GIVEN TEXT
▽
More Advanced Customisation

Above we’ve used default parameterisations for calculating lambdas, but pyrolite allows you to customise the parameterisation of both the orthogonal polynomial components used in the fitting process as well as what data and algorithm is used in the fit itself.

To exclude some elements from the fit (e.g. Eu which is excluded by default, and and potentially Ce), you can either i) filter the dataframe such that the columns aren’t passed, or ii) explicitly exclude them:

# filtering the dataframe first
target_columns = [i for i in df.columns if i not in ["Eu", "Ce"]]
ls_noEuCe_filtered = df[target_columns].pyrochem.lambda_lnREE()
# excluding some elements
ls_noEuCe_excl = df.pyrochem.lambda_lnREE(exclude=["Eu", "Ce"])

# quickly checking equivalence
np.allclose(ls_noEuCe_excl, ls_noEuCe_filtered)

True

While the results should be numerically equivalent, pyrolite does provide two algorithms for fitting lambdas. The first follows almost exactly the original formulation (algorithm="ONeill"; this was translated from VBA), while the second simply uses a numerical optimization routine from scipy to achieve the same thing (algorithm="opt"; this is a fallback for where singular matricies pop up):

# use the original version
ls_linear = df.pyrochem.lambda_lnREE(algorithm="ONeill")

# use the optimization algorithm
ls_opt = df.pyrochem.lambda_lnREE(algorithm="opt")

To quickly demonstrate the equivalance, we can check numerically (to within 0.001%):

np.allclose(ls_linear, ls_opt, rtol=10e-5)

True

Or simply plot the results from both:

fig, ax = plt.subplots(1, figsize=(5, 5))
ax.set_title("Comparing $\lambda$ Estimation Algorithms", y=1.1)
ls_linear.iloc[:, 1:3].pyroplot.scatter(
    ax=ax, marker="s", c="k", facecolors="none", s=50, label="Linear Algebra"
)
△
SUPPLIED ENTRIES
▽
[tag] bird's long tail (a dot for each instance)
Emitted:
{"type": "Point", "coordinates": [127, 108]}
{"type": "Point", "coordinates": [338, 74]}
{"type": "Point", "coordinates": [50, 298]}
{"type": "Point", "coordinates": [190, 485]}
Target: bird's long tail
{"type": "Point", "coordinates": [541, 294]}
△
WHAT THE TASK ASKS
Please answer from the text on customizing lambda fits: what language was the original "ONeill" algorithm translated from?

RESPONSE TO THE TASK
VBA